- Фрагмент текста
======

Это заразно. Это стремительно расползается. Павлик — крайнее выражение состояния нынешнего общества, неспособного защитить свою мирную жизнь просто потому, что обе стороны чувствуют свою неправоту и тупик, в который себя загнали. И мент, который с почетом отпускает развоевавшегося Павлика, скажет уважительно и очень типично: “Бить их надо, бить!” И добавит с привычной по теледебатам демагогией: “Только по закону”.
Столичный молодняк этого Павлика вообще держит за Франкенштейна: прикольно! Бродит по чердакам в поисках “духов”, ходит по карнизам, как лунатик, проверяя соседей, и у него один, но совиный, словно навсегда остановившийся глаз. Павликом можно позабавиться, а надоест — можно его выключить, как телевизор. А не поймет — избить, чтоб ушел.
Точнее всех чувствует непоправимость беды девочка. Она все время плачет: собаку ей теперь точно не купят!

======

- Задание
Перепишите дословно отрывок из фрагмента о Павлике, начиная со слов «Столичный молодняк этого» и заканчивая словами «точно не купят!».

- Сохранённые записи
======

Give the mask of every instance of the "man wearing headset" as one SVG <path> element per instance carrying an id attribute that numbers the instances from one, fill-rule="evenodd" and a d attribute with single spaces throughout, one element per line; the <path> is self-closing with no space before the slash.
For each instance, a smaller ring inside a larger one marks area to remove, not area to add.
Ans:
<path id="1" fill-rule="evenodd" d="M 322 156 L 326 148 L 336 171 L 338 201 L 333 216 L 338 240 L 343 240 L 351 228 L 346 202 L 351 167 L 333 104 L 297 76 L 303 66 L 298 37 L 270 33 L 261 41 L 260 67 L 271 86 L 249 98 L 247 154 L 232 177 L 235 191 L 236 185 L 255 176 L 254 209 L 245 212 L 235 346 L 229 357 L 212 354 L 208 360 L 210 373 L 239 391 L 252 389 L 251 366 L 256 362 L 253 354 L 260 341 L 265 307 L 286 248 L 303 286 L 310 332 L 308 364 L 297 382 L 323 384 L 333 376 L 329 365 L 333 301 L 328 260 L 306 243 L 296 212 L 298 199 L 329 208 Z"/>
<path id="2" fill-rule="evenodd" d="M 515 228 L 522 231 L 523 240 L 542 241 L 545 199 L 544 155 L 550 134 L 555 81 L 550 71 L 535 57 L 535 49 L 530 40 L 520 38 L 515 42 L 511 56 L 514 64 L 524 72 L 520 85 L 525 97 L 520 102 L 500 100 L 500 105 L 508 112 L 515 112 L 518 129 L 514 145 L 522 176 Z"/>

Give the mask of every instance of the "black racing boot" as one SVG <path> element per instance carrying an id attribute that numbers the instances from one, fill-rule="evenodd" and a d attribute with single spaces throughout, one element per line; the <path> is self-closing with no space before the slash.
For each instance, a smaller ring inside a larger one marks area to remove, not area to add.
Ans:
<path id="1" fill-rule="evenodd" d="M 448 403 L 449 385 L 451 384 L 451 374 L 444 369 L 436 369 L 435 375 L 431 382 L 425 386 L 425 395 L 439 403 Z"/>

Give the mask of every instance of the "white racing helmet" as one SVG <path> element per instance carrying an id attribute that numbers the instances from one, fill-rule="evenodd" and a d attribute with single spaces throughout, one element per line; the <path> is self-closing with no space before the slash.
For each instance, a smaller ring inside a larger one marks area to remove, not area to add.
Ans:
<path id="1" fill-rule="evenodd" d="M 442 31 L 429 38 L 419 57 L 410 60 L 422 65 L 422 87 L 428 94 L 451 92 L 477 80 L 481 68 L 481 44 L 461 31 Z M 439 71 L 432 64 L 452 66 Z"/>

======

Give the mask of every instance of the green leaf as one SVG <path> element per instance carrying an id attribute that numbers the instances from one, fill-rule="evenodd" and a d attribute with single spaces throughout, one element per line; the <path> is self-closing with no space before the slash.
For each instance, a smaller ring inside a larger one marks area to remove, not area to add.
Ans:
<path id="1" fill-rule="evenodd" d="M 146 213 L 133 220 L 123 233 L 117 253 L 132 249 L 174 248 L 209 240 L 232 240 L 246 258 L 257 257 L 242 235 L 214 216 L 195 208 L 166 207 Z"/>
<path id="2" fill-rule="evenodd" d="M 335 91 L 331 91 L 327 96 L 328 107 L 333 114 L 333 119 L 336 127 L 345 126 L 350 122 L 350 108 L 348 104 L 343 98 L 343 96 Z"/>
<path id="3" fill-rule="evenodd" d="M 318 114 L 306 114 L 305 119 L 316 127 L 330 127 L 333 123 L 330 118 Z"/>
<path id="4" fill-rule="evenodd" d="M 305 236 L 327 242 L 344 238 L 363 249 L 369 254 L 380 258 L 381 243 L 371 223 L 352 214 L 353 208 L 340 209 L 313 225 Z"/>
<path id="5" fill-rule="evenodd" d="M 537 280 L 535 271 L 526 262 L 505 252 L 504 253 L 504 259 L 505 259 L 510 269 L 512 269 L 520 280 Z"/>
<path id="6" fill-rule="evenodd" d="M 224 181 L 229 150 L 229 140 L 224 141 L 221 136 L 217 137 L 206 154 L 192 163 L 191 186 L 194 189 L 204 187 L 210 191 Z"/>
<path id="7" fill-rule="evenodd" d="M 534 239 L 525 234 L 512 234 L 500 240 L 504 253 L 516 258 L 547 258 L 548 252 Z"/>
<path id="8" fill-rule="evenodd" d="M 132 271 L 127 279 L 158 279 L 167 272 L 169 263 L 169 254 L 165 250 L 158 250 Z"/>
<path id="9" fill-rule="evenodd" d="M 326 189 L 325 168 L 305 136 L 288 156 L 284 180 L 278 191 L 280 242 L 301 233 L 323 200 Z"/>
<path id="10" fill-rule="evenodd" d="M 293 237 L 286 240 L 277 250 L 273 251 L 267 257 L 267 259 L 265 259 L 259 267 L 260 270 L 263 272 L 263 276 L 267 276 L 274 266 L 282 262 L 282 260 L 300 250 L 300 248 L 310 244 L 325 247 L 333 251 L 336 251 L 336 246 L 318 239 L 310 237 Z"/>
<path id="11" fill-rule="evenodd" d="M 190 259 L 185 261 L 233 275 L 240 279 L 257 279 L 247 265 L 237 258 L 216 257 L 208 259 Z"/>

======

- Ваше решение
Столичный молодняк этого Павлика вообще держит за Франкенштейна: прикольно! Бродит по чердакам в поисках “духов”, ходит по карнизам, как лунатик, проверяя соседей, и у него один, но совиный, словно навсегда остановившийся глаз. Павликом можно позабавиться, а надоест — можно его выключить, как телевизор. А не поймет — избить, чтоб ушел.
Точнее всех чувствует непоправимость беды девочка. Она все время плачет: собаку ей теперь точно не купят!